And back at you with my now regular series, Some news from Spain. The places we love are slowly getting back on even if painful losses are incur and many remained almost empty. Let me bring you the latest tidbits from my beloved Spain.
Something going on all over now, but an old tragedy that seems not to go away. However, the looting, destruction,and defacing of monument dear to many is not right. No cause will win by it to the contrary more differences. My five cents on the matter. Cervantes and Fray Junípero have nothing to do, much less Voltaire and Roosevelt. The wave of vandalism against statues in public spaces (and the removal of some sculptures and murals in institutions) in the context of protests against racial discrimination and the imprint of slavery, only responds to a simplistic and reductive logic. The attack against Cervantes ,a slave himself when he was held captive in Algiers carried out in the Golden Gate Park of San Francisco has been the last straw, and has caused the rejection of institutions and personalities in the media and networks. The Royal Academy of History and the Fine Arts of San Fernando will address this issue in their next meetings.
----------
▶ **CHECK YOUR UNDERSTANDING**
1. Using the Spain news post, decide whether each statement agrees with it: (a) the attack on the Cervantes statue happened in San Francisco's Golden Gate Park; (b) Cervantes was held captive in Algiers; (c) the Royal Academy of History has already addressed the issue. For each, give yes or no and quote the words that decide it.
2. Write the next part of the Spain news post, picking up after its final sentence.

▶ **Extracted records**
----------
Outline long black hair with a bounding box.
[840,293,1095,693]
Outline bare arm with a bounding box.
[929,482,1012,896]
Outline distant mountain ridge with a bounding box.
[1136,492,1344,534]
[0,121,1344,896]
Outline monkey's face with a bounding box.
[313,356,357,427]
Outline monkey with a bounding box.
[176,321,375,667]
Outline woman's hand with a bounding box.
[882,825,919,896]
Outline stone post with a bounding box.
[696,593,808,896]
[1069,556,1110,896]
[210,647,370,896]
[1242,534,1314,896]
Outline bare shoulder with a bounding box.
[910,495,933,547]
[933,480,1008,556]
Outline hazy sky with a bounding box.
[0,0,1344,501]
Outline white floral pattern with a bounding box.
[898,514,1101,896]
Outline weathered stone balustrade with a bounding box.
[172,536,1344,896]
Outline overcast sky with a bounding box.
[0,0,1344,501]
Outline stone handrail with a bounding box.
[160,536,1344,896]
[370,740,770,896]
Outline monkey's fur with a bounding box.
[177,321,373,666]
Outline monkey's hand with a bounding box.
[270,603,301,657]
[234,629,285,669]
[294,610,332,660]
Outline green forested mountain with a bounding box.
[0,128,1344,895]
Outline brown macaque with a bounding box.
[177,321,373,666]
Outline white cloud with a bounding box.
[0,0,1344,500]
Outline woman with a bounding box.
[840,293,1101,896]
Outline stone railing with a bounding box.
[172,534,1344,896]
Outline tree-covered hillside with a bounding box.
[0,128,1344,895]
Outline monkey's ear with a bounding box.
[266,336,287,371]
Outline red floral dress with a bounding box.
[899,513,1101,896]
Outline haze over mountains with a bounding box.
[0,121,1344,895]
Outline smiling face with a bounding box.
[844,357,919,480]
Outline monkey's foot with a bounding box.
----------
▶ **ANSWERS TO THE PROBLEMS**
1.
(a) Yes: "carried out in the Golden Gate Park of San Francisco"
(b) Yes: "a slave himself when he was held captive in Algiers"
(c) No: "will address this issue in their next meetings"

2.
And another serious matter, not to be taken lighly in my Spain. Bullfighters and fans crowd the Las Ventas esplanade in defense of bullfighting reading the manifesto the bullfighter and director of the Bullfighting Center of the Community of Madrid, bullfighting is the industry that reports the most money in fiscal terms to the State in terms of ticket sales, around 500 million euros in the last decade. One out of every ten Spaniards goes to a bullring every year, the same period in which more than 15,000 popular celebrations are celebrated in the streets and towns of our country. The act, in which a minute of silence has been observed, has concluded with the reading of the manifesto that has been common in the other thirty Spanish cities. During the march, numerous bullfighters have been seen such as Diego Urdiales, Emilio de Justo, Fernando Robleño, Julio Aparicio, Frascuelo, David Luguillano, Alberto Lamelas, Uceda Leal, El Fundi, Ortega Cano, Curro Vázquez, Adrien Salenc, Joaquín Galdós , Sergio Aguilar, Agustín Serrano, Chapurra, Rafael de Julia, Ignacio Olmos, Villita, Amor Rodríguez or the rejoneador Leonardo Hernández, among others. All attendees have put the finishing touch to the march by going around the Las Ventas arena, on the outside, and claiming for the last time, as the banner said, “Bullfighting is culture”. In Spain it is ,your choice to go see it or not as in any free country.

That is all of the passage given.